Collected data:
· · · · · · ·

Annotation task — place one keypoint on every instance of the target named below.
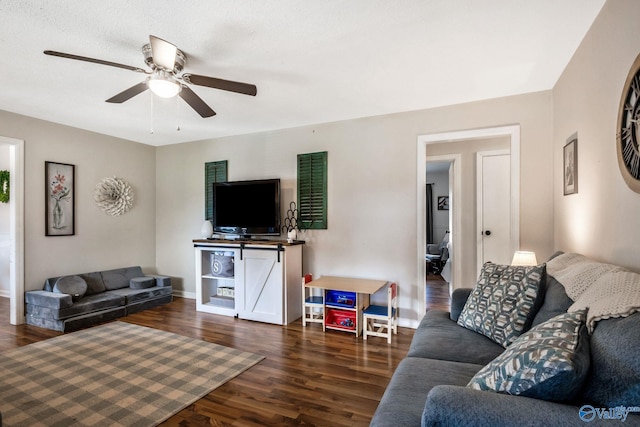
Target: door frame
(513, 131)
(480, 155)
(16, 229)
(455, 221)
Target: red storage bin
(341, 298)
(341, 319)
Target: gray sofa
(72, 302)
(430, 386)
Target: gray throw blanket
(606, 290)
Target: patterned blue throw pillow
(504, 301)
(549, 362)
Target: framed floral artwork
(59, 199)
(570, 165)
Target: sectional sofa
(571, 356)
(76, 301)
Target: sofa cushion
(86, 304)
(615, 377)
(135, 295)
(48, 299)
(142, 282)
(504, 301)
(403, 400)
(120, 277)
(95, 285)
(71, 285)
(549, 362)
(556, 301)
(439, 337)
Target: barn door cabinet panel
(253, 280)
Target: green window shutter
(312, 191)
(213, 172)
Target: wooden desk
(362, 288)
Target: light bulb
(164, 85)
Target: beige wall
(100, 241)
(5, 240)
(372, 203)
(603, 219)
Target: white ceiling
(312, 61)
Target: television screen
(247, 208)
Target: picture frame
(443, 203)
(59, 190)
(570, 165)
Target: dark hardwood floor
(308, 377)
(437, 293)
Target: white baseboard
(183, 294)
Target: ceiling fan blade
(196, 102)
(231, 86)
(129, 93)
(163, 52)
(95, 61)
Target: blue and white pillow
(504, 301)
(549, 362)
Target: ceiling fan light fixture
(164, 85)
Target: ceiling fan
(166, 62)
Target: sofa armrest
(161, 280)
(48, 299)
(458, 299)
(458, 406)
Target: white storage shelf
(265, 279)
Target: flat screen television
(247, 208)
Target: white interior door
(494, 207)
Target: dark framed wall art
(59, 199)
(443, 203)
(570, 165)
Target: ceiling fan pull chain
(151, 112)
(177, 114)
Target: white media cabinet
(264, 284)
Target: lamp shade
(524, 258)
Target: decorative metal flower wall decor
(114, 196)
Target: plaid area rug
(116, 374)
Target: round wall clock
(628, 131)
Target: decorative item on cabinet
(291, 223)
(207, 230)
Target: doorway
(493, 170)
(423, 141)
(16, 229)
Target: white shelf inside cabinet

· · · · · · ·

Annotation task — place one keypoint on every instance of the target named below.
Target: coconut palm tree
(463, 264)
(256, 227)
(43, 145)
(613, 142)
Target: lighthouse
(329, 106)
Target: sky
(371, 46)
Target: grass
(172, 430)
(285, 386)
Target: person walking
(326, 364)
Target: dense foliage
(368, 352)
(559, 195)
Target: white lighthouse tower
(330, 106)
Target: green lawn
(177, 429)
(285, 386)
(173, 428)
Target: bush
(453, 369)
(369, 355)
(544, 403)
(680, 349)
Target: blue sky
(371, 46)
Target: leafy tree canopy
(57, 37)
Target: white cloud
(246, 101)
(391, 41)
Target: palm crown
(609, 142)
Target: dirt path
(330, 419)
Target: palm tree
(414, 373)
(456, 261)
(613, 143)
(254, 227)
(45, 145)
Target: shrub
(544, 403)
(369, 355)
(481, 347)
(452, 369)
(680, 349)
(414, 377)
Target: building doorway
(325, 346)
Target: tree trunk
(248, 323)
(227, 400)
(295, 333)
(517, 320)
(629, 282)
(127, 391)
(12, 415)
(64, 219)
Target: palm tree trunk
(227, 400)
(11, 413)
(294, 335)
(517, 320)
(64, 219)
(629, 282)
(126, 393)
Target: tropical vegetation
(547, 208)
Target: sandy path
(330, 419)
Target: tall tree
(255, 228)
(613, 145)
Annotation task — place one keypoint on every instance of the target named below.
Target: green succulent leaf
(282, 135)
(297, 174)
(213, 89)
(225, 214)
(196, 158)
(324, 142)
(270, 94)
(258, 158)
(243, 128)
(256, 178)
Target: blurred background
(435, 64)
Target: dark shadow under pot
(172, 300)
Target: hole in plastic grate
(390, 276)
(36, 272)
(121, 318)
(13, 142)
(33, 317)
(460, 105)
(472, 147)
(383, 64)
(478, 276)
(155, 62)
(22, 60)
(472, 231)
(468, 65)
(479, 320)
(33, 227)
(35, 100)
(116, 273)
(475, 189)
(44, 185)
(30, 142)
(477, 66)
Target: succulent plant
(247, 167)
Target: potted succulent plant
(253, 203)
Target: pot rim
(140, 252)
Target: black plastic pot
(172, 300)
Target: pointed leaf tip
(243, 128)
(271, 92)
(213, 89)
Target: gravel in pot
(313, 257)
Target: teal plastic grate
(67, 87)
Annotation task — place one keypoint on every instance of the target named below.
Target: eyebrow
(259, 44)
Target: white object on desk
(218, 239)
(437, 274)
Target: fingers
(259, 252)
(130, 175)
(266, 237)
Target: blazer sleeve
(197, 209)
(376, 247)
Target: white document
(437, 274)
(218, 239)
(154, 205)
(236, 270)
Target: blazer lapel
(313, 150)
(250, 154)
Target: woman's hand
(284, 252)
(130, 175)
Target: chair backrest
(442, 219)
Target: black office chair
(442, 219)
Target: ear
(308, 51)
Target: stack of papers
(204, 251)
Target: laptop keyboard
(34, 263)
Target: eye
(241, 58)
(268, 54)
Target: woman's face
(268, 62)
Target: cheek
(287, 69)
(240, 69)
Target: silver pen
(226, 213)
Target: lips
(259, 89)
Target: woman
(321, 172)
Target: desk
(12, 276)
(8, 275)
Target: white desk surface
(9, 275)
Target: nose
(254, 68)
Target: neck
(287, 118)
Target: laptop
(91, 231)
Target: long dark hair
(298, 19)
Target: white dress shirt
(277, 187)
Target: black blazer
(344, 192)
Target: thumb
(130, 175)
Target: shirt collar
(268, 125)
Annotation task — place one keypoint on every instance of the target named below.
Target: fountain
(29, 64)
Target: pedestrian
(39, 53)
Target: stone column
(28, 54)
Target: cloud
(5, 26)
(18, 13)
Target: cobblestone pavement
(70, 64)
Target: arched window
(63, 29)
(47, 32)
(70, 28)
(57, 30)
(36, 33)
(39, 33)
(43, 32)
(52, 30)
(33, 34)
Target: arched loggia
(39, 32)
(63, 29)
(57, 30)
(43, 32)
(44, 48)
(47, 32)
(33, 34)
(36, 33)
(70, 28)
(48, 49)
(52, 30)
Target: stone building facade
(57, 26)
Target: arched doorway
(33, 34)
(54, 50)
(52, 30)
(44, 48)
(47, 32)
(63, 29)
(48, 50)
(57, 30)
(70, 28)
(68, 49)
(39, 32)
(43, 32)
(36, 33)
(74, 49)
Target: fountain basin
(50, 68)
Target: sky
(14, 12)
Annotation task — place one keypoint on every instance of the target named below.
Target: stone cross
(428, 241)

· · · · · · ·

◆ Brief
All that is wanted is the stretch of lines above from the one containing "Target: round wall clock" through the one containing "Target: white shelf inside cabinet", duplicated exactly.

◆ Answer
Target: round wall clock
(628, 131)
Target: decorative item on cabinet
(291, 223)
(207, 230)
Target: doorway
(493, 170)
(423, 141)
(16, 229)
Target: white shelf inside cabinet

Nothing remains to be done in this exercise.